■ Document
______________________________
In choosing a typographical design for TAB, I started from the most excellent Baseline CSS Framework, which, much like newspaper typesetters, uses a simple set of rules to ensure that multi-columnar text will line up properly on the font’s baseline. The framework’s setup is actually fairly simple: each style is an integer multiple of the base font size and line height, resulting in a text flow that lines up perfectly across multiple columns—in fact, as long as every element on a page follows the same rule, images and practically any other type of content can be added to an article and still maintain the same baseline alignment.

The script also support a very basic form of orphan and widow control, so that a heading should never appear either at the end of a column, or (even worse) “broken” across two columns. I am investigating ways to improve on this particular piece of technology to improve paragraph control well beyond the basics, but I fear that some of the calculations required will slow things down too much. Unfortunately, the level of control that CSS affords over sub-paragraph data (at least in CSS2, which is the target here) is not quite as good as it could be.

Finally, you will note that the text in the columns is justified. I usually dislike full justification in a browser because hyphenation is not a possibility and, therefore, there are often unsightly gaps between words that make reading a challenge. However, using the most excellent Hyphenator package by Mathias Nater, I was able to add hyphenation as well, which closes the gaps between words and makes text flow very nicely, providing both a pleasant look and a practical, readable format that should be easy on the eye.
______________________________
■ Material for the task
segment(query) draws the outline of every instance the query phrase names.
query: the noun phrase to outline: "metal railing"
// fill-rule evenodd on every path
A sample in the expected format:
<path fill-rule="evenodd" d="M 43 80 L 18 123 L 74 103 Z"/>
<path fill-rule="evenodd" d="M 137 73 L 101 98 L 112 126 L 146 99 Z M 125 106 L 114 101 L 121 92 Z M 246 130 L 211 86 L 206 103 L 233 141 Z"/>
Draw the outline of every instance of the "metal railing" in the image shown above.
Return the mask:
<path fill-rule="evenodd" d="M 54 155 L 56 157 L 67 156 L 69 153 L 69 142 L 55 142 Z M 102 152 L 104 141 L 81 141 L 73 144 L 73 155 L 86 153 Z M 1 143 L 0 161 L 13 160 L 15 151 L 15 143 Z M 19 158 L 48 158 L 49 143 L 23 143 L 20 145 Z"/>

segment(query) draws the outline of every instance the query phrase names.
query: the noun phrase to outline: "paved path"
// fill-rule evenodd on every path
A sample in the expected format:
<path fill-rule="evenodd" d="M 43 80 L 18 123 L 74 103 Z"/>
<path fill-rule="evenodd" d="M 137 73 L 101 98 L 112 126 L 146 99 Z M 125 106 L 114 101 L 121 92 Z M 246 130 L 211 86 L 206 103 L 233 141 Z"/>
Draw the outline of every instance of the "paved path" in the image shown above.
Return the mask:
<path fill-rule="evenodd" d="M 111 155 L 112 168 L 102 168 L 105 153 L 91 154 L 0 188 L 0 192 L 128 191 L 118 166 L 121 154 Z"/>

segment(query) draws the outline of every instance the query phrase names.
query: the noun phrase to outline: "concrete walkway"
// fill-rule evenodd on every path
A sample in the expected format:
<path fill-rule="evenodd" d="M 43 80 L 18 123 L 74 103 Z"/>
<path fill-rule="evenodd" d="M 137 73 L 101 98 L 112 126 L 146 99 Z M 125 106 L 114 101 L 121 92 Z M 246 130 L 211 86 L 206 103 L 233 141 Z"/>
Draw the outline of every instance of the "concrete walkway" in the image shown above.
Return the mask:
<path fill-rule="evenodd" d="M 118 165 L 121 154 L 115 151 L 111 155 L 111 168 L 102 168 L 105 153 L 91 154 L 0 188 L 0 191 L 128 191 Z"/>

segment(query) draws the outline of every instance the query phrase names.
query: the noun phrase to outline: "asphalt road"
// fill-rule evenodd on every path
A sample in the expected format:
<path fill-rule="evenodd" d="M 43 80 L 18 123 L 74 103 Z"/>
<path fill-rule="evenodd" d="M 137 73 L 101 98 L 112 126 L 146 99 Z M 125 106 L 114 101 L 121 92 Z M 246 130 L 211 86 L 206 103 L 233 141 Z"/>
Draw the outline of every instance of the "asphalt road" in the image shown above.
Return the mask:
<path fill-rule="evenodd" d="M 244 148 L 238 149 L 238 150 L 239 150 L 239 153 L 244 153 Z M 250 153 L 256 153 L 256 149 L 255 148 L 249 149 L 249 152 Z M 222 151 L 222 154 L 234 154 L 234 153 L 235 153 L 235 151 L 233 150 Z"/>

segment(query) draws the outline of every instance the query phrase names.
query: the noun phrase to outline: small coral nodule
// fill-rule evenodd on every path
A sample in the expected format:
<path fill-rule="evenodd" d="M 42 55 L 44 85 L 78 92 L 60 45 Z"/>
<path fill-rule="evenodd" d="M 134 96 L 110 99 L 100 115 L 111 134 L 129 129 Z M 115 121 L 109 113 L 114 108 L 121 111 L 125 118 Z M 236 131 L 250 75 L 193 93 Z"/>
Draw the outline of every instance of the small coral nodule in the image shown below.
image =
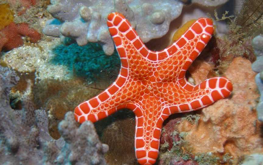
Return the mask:
<path fill-rule="evenodd" d="M 193 85 L 185 73 L 211 38 L 213 22 L 201 18 L 178 40 L 158 52 L 149 50 L 128 20 L 110 14 L 107 24 L 121 58 L 115 82 L 75 110 L 76 120 L 96 121 L 127 108 L 135 115 L 135 154 L 141 164 L 153 164 L 158 157 L 163 121 L 170 115 L 207 107 L 228 97 L 232 83 L 225 77 Z"/>
<path fill-rule="evenodd" d="M 0 30 L 0 52 L 9 51 L 23 45 L 22 36 L 30 38 L 30 41 L 35 43 L 41 36 L 35 30 L 25 23 L 16 24 L 12 23 Z"/>

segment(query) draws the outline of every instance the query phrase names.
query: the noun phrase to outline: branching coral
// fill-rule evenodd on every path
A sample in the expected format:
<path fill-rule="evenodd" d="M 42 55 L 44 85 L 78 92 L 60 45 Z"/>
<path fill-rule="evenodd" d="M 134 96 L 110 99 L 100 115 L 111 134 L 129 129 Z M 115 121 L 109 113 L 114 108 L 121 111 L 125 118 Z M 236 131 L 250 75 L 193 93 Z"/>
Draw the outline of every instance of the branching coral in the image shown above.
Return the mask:
<path fill-rule="evenodd" d="M 68 37 L 81 46 L 88 42 L 98 42 L 107 54 L 114 51 L 106 23 L 109 13 L 115 11 L 124 14 L 146 42 L 165 34 L 170 22 L 180 15 L 183 7 L 182 3 L 174 0 L 150 2 L 145 0 L 57 1 L 48 8 L 55 19 L 47 22 L 44 33 L 60 37 L 65 43 L 68 43 Z"/>

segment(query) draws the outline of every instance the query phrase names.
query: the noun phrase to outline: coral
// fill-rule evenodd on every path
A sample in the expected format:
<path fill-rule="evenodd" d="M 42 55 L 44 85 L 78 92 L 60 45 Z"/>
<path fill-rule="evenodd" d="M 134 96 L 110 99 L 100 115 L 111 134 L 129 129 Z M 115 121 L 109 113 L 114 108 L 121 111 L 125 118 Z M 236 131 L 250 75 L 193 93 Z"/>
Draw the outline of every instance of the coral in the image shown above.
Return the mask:
<path fill-rule="evenodd" d="M 244 160 L 240 165 L 262 164 L 263 163 L 263 155 L 254 153 L 245 156 Z"/>
<path fill-rule="evenodd" d="M 60 37 L 65 43 L 72 42 L 69 37 L 80 46 L 98 42 L 107 54 L 112 54 L 114 49 L 106 23 L 110 13 L 115 11 L 123 14 L 146 42 L 165 34 L 170 22 L 180 16 L 183 7 L 182 3 L 174 0 L 154 0 L 150 3 L 138 0 L 57 1 L 48 8 L 55 19 L 47 22 L 44 33 Z"/>
<path fill-rule="evenodd" d="M 37 42 L 41 38 L 40 34 L 30 28 L 27 24 L 11 23 L 0 30 L 0 52 L 9 51 L 23 45 L 22 36 L 29 37 L 30 41 L 33 43 Z"/>
<path fill-rule="evenodd" d="M 206 6 L 216 7 L 225 4 L 228 0 L 192 0 L 191 2 Z"/>
<path fill-rule="evenodd" d="M 252 69 L 257 73 L 263 71 L 263 35 L 255 37 L 252 41 L 257 59 L 252 64 Z"/>
<path fill-rule="evenodd" d="M 177 41 L 157 52 L 146 47 L 121 14 L 110 14 L 107 23 L 121 58 L 121 71 L 107 89 L 75 108 L 76 119 L 95 122 L 121 109 L 133 111 L 136 156 L 141 164 L 152 164 L 158 157 L 164 121 L 174 113 L 208 106 L 232 91 L 225 78 L 196 86 L 185 78 L 186 70 L 211 38 L 212 22 L 199 19 Z"/>
<path fill-rule="evenodd" d="M 179 132 L 187 132 L 184 139 L 193 153 L 228 153 L 236 159 L 262 151 L 255 110 L 259 95 L 254 81 L 255 74 L 251 67 L 248 60 L 235 58 L 225 73 L 233 83 L 231 97 L 204 108 L 198 124 L 184 121 L 173 126 Z"/>
<path fill-rule="evenodd" d="M 253 39 L 252 44 L 257 59 L 252 64 L 252 69 L 259 73 L 255 78 L 261 96 L 257 107 L 258 120 L 263 121 L 263 35 L 260 35 Z"/>
<path fill-rule="evenodd" d="M 207 79 L 217 75 L 212 66 L 204 60 L 195 60 L 189 67 L 188 71 L 195 84 L 199 84 Z"/>
<path fill-rule="evenodd" d="M 6 0 L 11 5 L 16 6 L 19 10 L 18 15 L 23 14 L 26 10 L 33 5 L 35 5 L 39 0 Z"/>
<path fill-rule="evenodd" d="M 81 47 L 75 44 L 60 45 L 53 51 L 55 54 L 53 63 L 66 65 L 74 75 L 93 80 L 97 79 L 102 70 L 120 65 L 116 52 L 111 56 L 106 55 L 97 43 L 89 43 Z"/>
<path fill-rule="evenodd" d="M 34 108 L 31 89 L 22 98 L 22 109 L 12 109 L 9 95 L 19 80 L 14 72 L 0 66 L 0 164 L 105 164 L 108 147 L 99 141 L 90 122 L 78 128 L 73 113 L 68 113 L 59 125 L 63 138 L 55 141 L 47 132 L 45 111 Z"/>
<path fill-rule="evenodd" d="M 109 125 L 108 124 L 102 131 L 100 138 L 102 142 L 109 145 L 109 150 L 105 155 L 105 159 L 109 164 L 136 164 L 134 140 L 131 138 L 134 134 L 135 121 L 131 117 L 127 117 L 131 113 L 133 113 L 128 110 L 118 112 L 112 117 L 111 116 L 109 119 L 107 118 L 104 119 L 112 122 Z M 133 114 L 132 114 L 134 118 Z M 96 124 L 95 124 L 95 126 Z M 103 124 L 105 125 L 105 122 Z"/>
<path fill-rule="evenodd" d="M 0 5 L 0 30 L 13 22 L 14 12 L 10 10 L 9 5 Z"/>
<path fill-rule="evenodd" d="M 261 0 L 240 0 L 242 5 L 237 14 L 236 23 L 240 31 L 245 32 L 244 36 L 254 37 L 263 33 L 263 1 Z"/>

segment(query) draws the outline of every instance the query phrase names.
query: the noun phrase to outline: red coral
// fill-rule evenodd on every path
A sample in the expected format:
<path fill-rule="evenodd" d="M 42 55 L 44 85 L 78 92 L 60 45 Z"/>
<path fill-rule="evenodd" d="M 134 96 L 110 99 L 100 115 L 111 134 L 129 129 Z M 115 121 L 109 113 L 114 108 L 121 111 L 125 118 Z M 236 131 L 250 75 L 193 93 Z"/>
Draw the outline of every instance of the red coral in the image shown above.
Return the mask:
______________________________
■ To do
a – Please list every proper name that appears in the text on typographical design.
b – Pull out each line of the listing that contains the word "small".

■ Solutions
a – TAB, Baseline CSS Framework, CSS, CSS2, Hyphenator, Mathias Nater

b –
query: the noun phrase to outline: small coral nodule
Draw the outline of every instance of the small coral nodule in the image shown below.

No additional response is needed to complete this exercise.